Echo the rows below, from the start of the rows through the line containing "249,333,834,601", both ends included. Leave the pictures out of your answer.

Rows of bounding-box annotation data
########

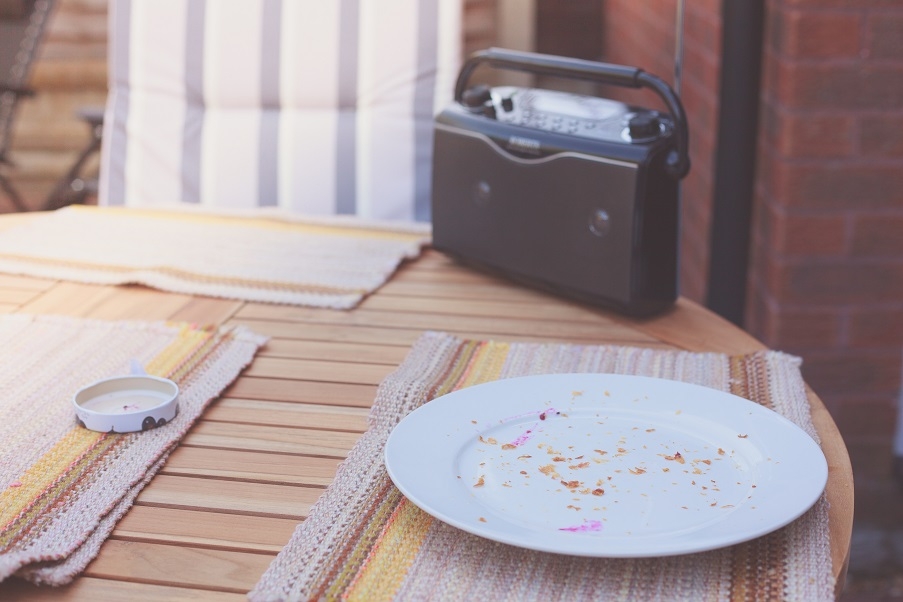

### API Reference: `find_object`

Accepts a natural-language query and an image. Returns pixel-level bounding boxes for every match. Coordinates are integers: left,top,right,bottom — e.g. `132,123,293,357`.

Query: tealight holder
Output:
72,374,179,433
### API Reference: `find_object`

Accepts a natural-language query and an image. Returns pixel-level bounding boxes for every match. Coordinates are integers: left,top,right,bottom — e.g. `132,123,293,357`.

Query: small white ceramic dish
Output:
72,375,179,433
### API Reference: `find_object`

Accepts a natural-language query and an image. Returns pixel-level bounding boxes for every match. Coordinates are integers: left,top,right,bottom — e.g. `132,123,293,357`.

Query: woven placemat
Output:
0,205,429,309
0,314,266,585
249,333,834,601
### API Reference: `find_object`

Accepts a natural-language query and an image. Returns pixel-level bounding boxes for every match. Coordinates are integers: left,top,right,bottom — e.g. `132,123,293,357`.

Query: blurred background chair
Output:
0,0,53,211
99,0,461,220
43,106,104,211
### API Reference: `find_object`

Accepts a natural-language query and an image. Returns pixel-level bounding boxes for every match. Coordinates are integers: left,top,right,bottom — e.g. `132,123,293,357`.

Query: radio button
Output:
627,113,661,140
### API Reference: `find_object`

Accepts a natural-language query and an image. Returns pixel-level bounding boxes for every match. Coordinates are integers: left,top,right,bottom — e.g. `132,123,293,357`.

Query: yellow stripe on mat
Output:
69,205,428,242
344,499,433,601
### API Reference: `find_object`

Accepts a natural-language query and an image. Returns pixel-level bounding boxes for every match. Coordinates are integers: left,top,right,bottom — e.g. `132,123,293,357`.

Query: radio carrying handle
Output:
455,48,690,179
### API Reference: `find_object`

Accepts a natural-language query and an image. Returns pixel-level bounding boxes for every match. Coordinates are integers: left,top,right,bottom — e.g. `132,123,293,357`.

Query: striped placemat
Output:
250,333,834,601
0,205,429,309
0,314,266,585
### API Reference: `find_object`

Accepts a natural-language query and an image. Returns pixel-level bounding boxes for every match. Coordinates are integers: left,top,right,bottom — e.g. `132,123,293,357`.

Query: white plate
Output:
385,374,828,557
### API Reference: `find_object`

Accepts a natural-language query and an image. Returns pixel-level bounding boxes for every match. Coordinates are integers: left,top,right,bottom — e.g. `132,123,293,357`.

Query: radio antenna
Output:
674,0,684,95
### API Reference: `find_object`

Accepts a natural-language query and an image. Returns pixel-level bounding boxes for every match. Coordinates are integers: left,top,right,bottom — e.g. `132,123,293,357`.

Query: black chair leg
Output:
0,174,28,211
43,108,103,211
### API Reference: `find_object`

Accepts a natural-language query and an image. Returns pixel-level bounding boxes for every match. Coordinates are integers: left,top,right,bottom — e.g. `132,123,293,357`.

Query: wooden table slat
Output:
111,505,298,554
160,445,341,487
0,223,853,602
85,539,273,593
137,474,323,521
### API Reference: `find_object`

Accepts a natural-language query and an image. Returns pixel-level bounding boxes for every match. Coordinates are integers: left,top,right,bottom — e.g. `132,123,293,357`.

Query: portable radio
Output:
432,48,689,316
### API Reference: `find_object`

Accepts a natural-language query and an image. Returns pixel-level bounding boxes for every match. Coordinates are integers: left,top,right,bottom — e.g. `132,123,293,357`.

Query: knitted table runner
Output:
0,314,265,585
0,205,429,309
250,333,834,601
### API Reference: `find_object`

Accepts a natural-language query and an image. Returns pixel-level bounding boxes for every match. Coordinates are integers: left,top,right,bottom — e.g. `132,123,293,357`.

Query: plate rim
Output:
383,372,828,558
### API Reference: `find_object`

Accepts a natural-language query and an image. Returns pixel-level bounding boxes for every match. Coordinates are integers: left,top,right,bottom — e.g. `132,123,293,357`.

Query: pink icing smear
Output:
558,520,602,533
511,430,533,447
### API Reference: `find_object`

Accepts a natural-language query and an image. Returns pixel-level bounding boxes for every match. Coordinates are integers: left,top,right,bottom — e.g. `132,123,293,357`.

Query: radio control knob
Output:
461,84,492,109
627,113,661,140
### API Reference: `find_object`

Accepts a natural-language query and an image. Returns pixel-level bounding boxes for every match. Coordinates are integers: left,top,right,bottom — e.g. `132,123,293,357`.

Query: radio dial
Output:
627,113,661,140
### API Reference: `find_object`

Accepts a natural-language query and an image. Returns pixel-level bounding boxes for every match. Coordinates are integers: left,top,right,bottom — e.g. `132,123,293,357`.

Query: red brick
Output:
769,10,862,58
770,206,847,257
848,305,903,347
859,115,903,158
683,39,721,99
852,213,903,258
833,396,897,441
761,161,903,211
790,349,901,396
770,261,903,302
763,107,856,158
781,0,900,9
868,12,903,59
766,309,842,350
772,61,903,109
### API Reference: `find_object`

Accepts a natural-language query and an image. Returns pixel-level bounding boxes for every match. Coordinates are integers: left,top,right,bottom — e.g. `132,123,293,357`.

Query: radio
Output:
432,48,689,316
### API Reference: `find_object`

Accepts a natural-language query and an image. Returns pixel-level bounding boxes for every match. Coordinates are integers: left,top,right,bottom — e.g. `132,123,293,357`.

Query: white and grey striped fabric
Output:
100,0,462,221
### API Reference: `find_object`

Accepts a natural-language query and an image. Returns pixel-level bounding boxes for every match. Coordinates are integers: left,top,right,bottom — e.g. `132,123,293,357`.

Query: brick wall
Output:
748,0,903,523
602,0,721,302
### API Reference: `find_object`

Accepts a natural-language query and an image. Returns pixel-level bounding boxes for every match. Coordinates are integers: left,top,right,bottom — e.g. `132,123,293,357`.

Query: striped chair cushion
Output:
100,0,461,220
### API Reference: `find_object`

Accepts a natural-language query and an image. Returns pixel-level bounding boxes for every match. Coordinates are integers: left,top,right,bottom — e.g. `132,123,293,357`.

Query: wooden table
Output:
0,220,853,601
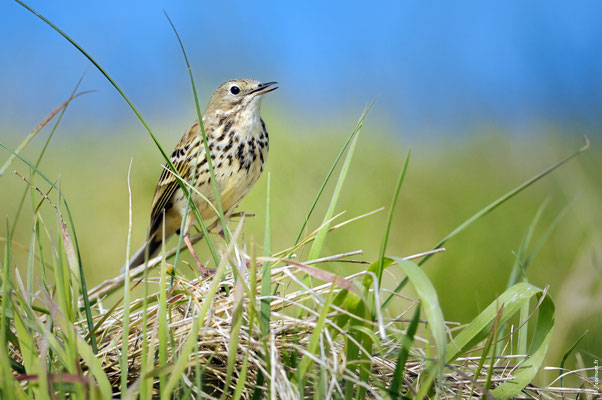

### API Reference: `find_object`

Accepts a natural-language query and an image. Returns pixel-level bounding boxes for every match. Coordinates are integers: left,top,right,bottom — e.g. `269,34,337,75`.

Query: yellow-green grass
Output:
0,121,602,378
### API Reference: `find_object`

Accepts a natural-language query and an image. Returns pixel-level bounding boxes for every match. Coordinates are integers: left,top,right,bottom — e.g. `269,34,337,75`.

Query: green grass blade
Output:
376,149,412,288
383,138,589,307
506,198,550,289
491,293,555,399
0,90,92,176
293,101,374,247
558,330,589,387
163,10,229,234
297,284,336,386
163,10,225,276
10,72,90,238
161,217,244,400
391,257,447,366
308,103,374,260
120,159,134,394
0,225,16,398
389,303,420,399
15,0,219,272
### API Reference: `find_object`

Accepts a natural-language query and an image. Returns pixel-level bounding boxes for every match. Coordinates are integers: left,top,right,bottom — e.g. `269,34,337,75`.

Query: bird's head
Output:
207,79,278,113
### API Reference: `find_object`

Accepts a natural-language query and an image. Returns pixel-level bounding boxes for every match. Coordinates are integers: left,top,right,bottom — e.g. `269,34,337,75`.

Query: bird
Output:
122,79,278,276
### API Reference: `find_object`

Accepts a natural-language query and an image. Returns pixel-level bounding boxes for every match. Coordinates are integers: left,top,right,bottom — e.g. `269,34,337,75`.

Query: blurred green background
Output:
0,1,602,380
0,116,602,376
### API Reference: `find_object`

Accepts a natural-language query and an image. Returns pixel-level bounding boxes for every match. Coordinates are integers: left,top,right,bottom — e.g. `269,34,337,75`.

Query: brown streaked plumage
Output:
129,79,277,273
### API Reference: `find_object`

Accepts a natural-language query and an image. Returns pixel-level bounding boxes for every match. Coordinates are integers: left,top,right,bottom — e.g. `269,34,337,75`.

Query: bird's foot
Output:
183,232,215,278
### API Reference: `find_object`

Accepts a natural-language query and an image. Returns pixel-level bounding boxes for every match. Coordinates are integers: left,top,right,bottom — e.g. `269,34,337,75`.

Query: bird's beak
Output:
249,82,278,96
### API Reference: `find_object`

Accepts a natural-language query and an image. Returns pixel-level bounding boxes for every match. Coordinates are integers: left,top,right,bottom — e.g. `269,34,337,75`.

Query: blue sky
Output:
0,0,602,134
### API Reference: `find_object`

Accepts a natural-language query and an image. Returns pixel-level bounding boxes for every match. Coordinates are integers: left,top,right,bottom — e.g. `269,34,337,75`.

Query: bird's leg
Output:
182,232,215,277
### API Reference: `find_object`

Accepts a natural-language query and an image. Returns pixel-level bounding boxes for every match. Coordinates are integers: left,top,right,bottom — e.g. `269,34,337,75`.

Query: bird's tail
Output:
121,235,161,274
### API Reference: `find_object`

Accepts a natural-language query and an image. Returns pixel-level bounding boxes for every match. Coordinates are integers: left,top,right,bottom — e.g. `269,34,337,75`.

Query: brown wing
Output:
151,122,205,225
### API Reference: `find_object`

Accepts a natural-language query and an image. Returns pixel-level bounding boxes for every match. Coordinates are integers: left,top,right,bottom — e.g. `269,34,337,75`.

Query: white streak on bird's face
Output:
205,79,275,118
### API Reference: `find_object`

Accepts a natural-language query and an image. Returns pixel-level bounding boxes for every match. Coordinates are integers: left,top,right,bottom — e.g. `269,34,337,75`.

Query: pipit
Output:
129,79,278,275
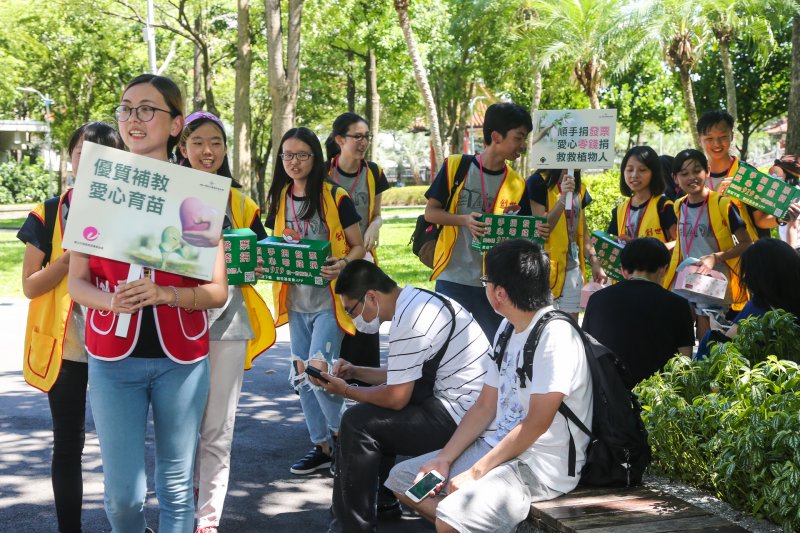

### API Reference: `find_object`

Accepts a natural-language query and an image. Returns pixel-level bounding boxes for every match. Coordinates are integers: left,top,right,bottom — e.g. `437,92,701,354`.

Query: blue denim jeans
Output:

########

▶ [Result below]:
### API Reference: `find_object`

Accepts a natural-language query and an image. Returns pixel-level bounding boxes for every match. Coordinates are integers: left,top,right,bottom — e.g. `132,123,293,357`.

Query: tealight holder
Output:
72,374,179,433
### API Reference: `find_object`

Accepts a natural-language query and an image. Returns pixel-level bounding boxes for every match. Coordinates are integers: left,top,right,bottom — e.g. `132,123,293,357`.

Query: small white ceramic dish
Output:
72,375,179,433
### API Reference: `find_object`

Accepts a natural-language query and an image. Returns pixel-level bounding boxes for every match. Coordinates are integers: left,top,right,bottom — e.g. `132,123,293,357`.

Query: woven placemat
Output:
0,205,429,309
0,314,266,585
249,333,834,601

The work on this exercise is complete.